**** GIVEN DATA
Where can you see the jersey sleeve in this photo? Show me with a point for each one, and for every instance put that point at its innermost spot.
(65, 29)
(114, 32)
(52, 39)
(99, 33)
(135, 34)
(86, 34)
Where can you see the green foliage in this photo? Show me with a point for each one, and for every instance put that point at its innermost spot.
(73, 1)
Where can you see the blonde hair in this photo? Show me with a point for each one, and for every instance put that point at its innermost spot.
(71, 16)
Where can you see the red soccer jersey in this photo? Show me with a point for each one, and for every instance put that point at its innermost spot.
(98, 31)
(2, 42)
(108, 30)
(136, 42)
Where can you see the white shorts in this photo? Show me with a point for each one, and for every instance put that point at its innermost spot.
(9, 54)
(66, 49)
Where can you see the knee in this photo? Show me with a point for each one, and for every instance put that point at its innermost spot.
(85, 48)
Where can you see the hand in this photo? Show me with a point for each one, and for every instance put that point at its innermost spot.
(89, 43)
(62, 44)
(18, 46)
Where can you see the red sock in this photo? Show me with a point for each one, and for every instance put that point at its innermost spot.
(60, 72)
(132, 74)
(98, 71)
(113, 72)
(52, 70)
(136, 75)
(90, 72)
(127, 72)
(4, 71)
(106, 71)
********
YOUR INSTRUCTIONS.
Output each record above exactly, omitting nothing.

TASK SOLUTION.
Where can you see the jersey sleeve in this photo? Show me with a point for each one, and for every instance put that point at its innermost spot.
(65, 29)
(114, 32)
(52, 39)
(99, 33)
(135, 34)
(86, 34)
Where can you see the green foliage in this photo? Show me with a point for each one, and for every instance put that point at its innermost spot.
(73, 1)
Where can you see the blonde hair in this photo? Show me with a point for each one, and for every instance put that point at its innermost spot.
(71, 16)
Where can you see the red soccer jersey in this photo? Show me with a point for each one, and for every instance put that point at its innermost spot.
(98, 31)
(2, 42)
(108, 30)
(136, 42)
Where can you see the white shorts in this photo? Show me with a point for each one, and for every instance put that point at its innermost spot.
(9, 54)
(66, 49)
Where can you see the knee in this photo? Show me with a point for each one, and for every instance put that point at its innermost spot.
(85, 48)
Where can you see the hand in this photo? Show me with a point for each one, and for every instance put that point at its innermost spot.
(89, 43)
(62, 44)
(18, 46)
Where can you see the red sock in this photo? Show me with a point for each one, and for every instance put that point at its innermost spot.
(60, 72)
(132, 74)
(98, 71)
(113, 72)
(52, 70)
(136, 75)
(90, 72)
(127, 72)
(4, 71)
(106, 71)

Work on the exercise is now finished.